── Extract

# VisIt : Powerful open source visualization tool



## arashghasemi (Mar 8, 2012)

Sadly VisIt (https://wci.llnl.gov/codes/visit/about.html) hasn't been ported to FreeBSD so far. This completely open source package has many Linux users, and is extremely robust for scientific visualization. just wondering if there is any chance that I get it working on my box. thanks
Arash

P.S : I kind of went through compiling from the source but it seems to me it has so many dependencies that I stopped doing it completely. any help would be appreciated.


----------



## SirDice (Mar 8, 2012)

arashghasemi said:
			
		

> P.S : I kinda went through compiling from the source but it seems to me it has so many dependencies that I stopped doing it completely. any help would be appreciated.



Porter's Handbook


----------



## arashghasemi (Mar 9, 2012)

Thanks SirDice, I'm note sure if I can make a new port for VisIt. I think the handbooks that you sent is pretty technical and I'll need couple of days to understand the bare bones. Can you make this port for us? appreciates anyway


----------



## UNIXgod (Mar 9, 2012)

arashghasemi said:
			
		

> Thanks SirDice, I'm note sure if I can make a new port for VisIt. I think the handbooks that you sent is pretty technical and I'll need couple of days to understand the bare bones. Can you make this port for us? appreciates anyway



arashghasemi ~ here is more information for you as well.

http://www.freebsd.org/doc/en/articles/contributing-ports/article.html

I'm not sure if this forum is a place to request new ports. There are mailing lists that may pull in requests for new ports. Here is another link that may be useful for you:

http://www.freebsd.org/support.html

~


----------



## Dereckson (Mar 9, 2012)

arashghasemi, creating a port could be an interesting challenge, helping you to better understand how FreeBSD (especially the directory structure) or Makefile work.

Look the chapter III (Quick porting), it will give you a summary of the required steps.

You can get assistance on IRC: EFNet #bsdports



UNIXgod, well the trick is to get the attention of the right person at the right moment. It worked for everypot, who wanted a Bar Graph/Chart Generator port.


----------

────
── Data extract

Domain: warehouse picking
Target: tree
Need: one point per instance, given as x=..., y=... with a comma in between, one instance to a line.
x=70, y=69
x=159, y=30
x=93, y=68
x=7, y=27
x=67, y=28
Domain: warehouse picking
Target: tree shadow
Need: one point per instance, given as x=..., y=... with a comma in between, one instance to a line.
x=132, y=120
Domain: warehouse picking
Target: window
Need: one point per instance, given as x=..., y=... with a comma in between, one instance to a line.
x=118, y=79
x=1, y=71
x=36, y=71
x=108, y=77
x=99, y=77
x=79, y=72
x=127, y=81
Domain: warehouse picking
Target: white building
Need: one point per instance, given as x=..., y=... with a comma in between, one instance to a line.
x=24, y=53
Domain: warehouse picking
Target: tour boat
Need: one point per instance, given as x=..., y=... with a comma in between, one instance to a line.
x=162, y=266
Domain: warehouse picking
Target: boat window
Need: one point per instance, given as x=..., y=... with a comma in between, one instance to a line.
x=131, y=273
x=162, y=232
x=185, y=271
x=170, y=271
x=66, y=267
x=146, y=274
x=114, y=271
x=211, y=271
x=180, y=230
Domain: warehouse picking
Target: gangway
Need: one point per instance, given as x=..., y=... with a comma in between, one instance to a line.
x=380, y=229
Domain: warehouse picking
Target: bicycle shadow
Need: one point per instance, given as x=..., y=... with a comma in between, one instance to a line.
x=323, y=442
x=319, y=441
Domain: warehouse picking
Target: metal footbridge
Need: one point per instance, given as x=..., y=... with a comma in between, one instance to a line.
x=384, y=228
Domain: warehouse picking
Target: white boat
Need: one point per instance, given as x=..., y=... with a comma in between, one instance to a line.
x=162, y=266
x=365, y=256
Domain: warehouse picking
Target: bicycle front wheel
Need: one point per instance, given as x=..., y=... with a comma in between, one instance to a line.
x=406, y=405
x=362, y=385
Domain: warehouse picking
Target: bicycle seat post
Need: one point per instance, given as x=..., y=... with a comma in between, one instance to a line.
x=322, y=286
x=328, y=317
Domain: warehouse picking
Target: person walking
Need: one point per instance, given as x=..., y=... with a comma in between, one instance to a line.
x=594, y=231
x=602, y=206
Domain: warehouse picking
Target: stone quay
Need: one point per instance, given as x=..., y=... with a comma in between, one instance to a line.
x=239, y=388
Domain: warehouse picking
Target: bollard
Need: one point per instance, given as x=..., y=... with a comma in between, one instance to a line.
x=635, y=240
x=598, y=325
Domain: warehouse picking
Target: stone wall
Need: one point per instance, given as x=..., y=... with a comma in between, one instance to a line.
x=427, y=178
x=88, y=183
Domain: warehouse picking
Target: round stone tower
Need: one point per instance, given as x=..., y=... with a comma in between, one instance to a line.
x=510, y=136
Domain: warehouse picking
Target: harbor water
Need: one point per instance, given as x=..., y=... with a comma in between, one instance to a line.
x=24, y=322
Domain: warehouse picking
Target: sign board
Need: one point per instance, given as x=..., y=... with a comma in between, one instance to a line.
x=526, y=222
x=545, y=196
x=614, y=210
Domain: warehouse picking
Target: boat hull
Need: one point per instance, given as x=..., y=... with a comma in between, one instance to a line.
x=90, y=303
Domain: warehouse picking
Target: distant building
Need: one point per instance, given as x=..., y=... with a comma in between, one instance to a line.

────

Exercise 1:
In the forum thread about porting VisIt to FreeBSD, which IRC network and channel does Dereckson suggest for getting help?
Exercise 2:
Write out the part of the VisIt thread between "## Dereckson (Mar" and "Graph/Chart Generator port.", inclusive.

Expected answer 1:
EFNet #bsdports

Expected answer 2:
## Dereckson (Mar 9, 2012)

arashghasemi, creating a port could be an interesting challenge, helping you to better understand how FreeBSD (especially the directory structure) or Makefile work.

Look the chapter III (Quick porting), it will give you a summary of the required steps.

You can get assistance on IRC: EFNet #bsdports



UNIXgod, well the trick is to get the attention of the right person at the right moment. It worked for everypot, who wanted a Bar Graph/Chart Generator port.